-- START OF Materials provided --

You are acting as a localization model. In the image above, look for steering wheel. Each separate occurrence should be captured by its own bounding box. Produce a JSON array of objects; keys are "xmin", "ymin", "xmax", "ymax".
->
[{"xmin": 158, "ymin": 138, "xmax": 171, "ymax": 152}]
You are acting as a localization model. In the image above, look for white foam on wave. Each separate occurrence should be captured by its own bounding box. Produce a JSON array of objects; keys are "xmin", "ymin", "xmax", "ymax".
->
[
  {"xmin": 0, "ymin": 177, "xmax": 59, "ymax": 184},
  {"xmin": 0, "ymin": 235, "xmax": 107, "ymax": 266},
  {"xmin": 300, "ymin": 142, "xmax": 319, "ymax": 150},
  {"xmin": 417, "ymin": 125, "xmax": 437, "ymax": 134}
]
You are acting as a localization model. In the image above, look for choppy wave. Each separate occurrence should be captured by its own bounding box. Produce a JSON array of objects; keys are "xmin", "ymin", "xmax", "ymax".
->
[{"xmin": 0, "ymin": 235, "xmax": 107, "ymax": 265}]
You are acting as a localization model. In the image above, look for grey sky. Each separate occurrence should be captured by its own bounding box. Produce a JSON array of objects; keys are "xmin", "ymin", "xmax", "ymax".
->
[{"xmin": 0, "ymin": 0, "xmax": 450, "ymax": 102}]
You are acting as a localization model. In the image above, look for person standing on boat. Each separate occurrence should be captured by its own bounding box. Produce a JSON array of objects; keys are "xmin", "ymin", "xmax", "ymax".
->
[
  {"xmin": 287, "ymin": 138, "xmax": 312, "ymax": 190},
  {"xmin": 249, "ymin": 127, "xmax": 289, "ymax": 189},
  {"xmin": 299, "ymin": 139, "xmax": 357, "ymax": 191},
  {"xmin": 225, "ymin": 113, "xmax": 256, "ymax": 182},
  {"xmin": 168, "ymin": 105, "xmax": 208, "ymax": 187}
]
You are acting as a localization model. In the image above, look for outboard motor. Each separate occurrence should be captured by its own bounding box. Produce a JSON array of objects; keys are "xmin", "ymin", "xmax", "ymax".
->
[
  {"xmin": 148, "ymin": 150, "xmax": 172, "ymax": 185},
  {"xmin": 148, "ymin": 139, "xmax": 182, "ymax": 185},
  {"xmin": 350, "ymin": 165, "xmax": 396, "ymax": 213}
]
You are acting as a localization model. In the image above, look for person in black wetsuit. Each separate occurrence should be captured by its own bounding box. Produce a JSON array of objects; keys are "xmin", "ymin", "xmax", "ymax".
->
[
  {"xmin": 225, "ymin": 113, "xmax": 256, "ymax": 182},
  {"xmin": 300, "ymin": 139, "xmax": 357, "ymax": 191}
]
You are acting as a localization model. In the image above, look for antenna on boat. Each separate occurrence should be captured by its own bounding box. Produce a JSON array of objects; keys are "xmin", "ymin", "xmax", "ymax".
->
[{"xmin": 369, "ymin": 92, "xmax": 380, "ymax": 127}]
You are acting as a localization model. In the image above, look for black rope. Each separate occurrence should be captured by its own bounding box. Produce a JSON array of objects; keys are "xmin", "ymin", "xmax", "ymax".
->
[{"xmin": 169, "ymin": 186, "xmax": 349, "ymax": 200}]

-- END OF Materials provided --

### Problem statement
Gather every line in the listing that contains the string "wave". Letter case counts.

### Result below
You are acting as a localization model. In the image above, look for white foam on wave. Each separate occurrence should be captured by its own bounding box. Produce a JSON array of objects; keys are "xmin", "ymin", "xmax", "ymax".
You are acting as a localization model. In the image above, look for choppy wave. Each separate occurrence should be captured by its own bounding box. Produce a JSON array of objects; keys are "xmin", "ymin", "xmax", "ymax".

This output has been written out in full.